- WHAT IS EXPECTED: Write out the lines from the line containing "Crop-scouting request: mark the curved" through the final line of the listing below, exactly, omitting every other line.

Source data

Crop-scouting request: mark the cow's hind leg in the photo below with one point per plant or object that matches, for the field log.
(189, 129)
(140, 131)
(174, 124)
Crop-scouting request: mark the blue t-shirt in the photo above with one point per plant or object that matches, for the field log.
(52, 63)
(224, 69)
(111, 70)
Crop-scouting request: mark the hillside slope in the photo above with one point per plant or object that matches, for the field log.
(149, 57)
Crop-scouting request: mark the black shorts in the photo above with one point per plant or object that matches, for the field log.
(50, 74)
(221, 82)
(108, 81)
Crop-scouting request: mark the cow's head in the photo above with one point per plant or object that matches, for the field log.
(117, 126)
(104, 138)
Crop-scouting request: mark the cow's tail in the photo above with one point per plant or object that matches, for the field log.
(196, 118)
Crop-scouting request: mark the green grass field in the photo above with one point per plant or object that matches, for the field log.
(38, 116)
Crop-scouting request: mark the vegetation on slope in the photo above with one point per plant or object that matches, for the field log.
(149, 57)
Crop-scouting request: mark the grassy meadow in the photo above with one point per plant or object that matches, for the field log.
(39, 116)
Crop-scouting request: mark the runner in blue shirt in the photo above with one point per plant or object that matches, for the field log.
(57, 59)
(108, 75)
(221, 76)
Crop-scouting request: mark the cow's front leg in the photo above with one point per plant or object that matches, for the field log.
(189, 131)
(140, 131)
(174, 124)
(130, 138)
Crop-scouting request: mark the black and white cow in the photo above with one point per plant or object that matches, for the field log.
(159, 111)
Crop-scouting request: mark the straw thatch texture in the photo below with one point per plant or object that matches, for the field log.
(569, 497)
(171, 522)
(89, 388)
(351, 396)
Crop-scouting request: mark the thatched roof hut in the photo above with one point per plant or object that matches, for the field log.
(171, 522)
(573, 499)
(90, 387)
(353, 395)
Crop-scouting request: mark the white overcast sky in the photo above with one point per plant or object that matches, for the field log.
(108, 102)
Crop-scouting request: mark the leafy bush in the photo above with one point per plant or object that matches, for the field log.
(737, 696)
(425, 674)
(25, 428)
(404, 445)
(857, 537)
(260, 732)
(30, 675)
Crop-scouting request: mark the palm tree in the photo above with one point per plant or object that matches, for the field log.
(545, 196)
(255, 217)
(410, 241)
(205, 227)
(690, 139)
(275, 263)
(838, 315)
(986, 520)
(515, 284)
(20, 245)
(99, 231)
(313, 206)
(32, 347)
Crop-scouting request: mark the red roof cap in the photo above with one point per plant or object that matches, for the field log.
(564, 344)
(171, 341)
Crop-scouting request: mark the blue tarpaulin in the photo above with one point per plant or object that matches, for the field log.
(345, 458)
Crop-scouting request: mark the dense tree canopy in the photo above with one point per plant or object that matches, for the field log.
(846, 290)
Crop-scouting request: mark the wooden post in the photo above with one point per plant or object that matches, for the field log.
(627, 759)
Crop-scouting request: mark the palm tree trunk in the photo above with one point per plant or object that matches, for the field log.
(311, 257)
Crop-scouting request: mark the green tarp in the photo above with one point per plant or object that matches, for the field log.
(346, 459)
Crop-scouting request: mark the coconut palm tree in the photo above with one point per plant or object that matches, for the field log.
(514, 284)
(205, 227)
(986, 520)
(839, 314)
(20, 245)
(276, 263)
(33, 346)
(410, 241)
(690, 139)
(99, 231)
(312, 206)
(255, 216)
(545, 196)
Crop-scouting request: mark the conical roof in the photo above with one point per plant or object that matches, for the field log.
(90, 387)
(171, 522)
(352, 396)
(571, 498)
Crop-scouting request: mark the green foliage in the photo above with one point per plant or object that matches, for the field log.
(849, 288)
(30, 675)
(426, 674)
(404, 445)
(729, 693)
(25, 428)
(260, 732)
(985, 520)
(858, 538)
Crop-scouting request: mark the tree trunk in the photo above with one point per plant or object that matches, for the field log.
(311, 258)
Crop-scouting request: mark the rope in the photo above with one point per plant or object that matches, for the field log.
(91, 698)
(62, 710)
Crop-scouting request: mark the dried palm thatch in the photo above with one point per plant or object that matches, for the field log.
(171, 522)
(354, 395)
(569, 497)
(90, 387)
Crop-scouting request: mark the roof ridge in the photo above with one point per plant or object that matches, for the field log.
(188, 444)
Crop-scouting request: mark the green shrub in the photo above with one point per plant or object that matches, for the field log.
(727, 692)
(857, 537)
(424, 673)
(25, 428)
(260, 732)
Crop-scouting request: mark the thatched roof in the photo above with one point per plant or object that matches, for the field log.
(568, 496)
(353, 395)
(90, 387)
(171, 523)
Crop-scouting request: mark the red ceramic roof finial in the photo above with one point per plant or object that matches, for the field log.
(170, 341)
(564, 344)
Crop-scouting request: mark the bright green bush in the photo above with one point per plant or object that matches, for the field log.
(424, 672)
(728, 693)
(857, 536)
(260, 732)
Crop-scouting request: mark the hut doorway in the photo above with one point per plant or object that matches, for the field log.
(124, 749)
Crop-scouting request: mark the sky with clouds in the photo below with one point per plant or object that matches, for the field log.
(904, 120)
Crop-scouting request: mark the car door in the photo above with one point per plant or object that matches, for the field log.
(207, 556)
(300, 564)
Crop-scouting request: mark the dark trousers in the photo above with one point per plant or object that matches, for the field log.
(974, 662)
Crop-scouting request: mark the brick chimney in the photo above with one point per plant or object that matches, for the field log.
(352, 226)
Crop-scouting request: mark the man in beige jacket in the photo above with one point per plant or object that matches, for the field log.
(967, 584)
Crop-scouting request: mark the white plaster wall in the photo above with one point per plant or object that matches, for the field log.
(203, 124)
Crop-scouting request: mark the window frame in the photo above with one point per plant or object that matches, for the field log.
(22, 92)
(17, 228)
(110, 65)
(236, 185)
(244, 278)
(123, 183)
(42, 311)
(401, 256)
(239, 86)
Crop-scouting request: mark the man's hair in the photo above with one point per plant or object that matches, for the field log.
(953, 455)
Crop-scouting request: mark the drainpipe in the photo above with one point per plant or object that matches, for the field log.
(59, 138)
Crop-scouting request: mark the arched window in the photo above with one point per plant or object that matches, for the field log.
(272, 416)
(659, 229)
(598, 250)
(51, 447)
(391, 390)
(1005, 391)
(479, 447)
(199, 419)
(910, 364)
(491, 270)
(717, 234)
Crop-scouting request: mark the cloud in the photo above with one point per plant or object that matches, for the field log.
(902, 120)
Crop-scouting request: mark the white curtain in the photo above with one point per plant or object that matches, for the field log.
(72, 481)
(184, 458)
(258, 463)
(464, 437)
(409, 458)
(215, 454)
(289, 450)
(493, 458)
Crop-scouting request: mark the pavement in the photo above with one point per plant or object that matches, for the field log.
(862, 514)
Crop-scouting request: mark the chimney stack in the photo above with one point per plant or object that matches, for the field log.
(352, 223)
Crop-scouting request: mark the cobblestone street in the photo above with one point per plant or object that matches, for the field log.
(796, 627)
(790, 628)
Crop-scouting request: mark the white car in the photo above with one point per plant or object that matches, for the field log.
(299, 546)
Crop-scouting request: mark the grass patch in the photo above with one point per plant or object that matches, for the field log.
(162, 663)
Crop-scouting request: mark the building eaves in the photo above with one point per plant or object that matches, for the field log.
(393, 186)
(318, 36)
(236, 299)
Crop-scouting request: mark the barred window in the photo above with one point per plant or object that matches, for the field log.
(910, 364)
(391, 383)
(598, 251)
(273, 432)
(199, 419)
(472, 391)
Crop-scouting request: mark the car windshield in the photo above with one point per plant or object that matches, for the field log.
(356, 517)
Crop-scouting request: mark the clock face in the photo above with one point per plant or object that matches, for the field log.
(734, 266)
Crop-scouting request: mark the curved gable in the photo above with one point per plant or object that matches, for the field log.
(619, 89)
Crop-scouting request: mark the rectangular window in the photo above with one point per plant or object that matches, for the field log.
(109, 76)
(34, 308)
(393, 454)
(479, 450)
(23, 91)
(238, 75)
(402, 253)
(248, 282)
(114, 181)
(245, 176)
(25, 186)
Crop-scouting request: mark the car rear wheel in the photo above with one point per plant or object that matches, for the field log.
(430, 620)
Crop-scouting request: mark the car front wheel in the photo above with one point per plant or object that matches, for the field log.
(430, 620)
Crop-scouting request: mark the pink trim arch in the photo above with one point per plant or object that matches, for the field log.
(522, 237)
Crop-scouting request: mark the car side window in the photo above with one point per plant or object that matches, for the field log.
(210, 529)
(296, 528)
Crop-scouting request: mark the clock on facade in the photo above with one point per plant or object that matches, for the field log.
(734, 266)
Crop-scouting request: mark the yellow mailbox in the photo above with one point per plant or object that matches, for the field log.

- FINISHED TASK:
Crop-scouting request: mark the curved gable in the photo above with one point per plant or object that matches, for the field log.
(619, 89)
Crop-scouting request: mark the rectangular window in the photo above with one point per plant or object that matches, for the field log.
(109, 76)
(34, 308)
(393, 454)
(479, 450)
(23, 91)
(238, 75)
(402, 253)
(248, 282)
(114, 181)
(245, 176)
(25, 186)
Crop-scouting request: mark the car rear wheel in the photo above with one point per plant or object that matches, for the field log.
(430, 620)
Crop-scouting request: mark the car front wheel in the photo above with one point per plant or object that matches, for the field log.
(430, 620)
Crop-scouting request: mark the pink trim arch in the photo above with one point per plant or object that matches, for the field log.
(522, 237)
Crop-scouting request: mark the car side window in the photo above with one point per plant or object that matches, for the field log.
(210, 529)
(296, 528)
Crop-scouting request: mark the clock on facade in the photo above with one point per plant or object that matches, for the field log.
(734, 266)
Crop-scouting request: mark the yellow mailbox in the photo above with one point per plant or object that matches, for the field log.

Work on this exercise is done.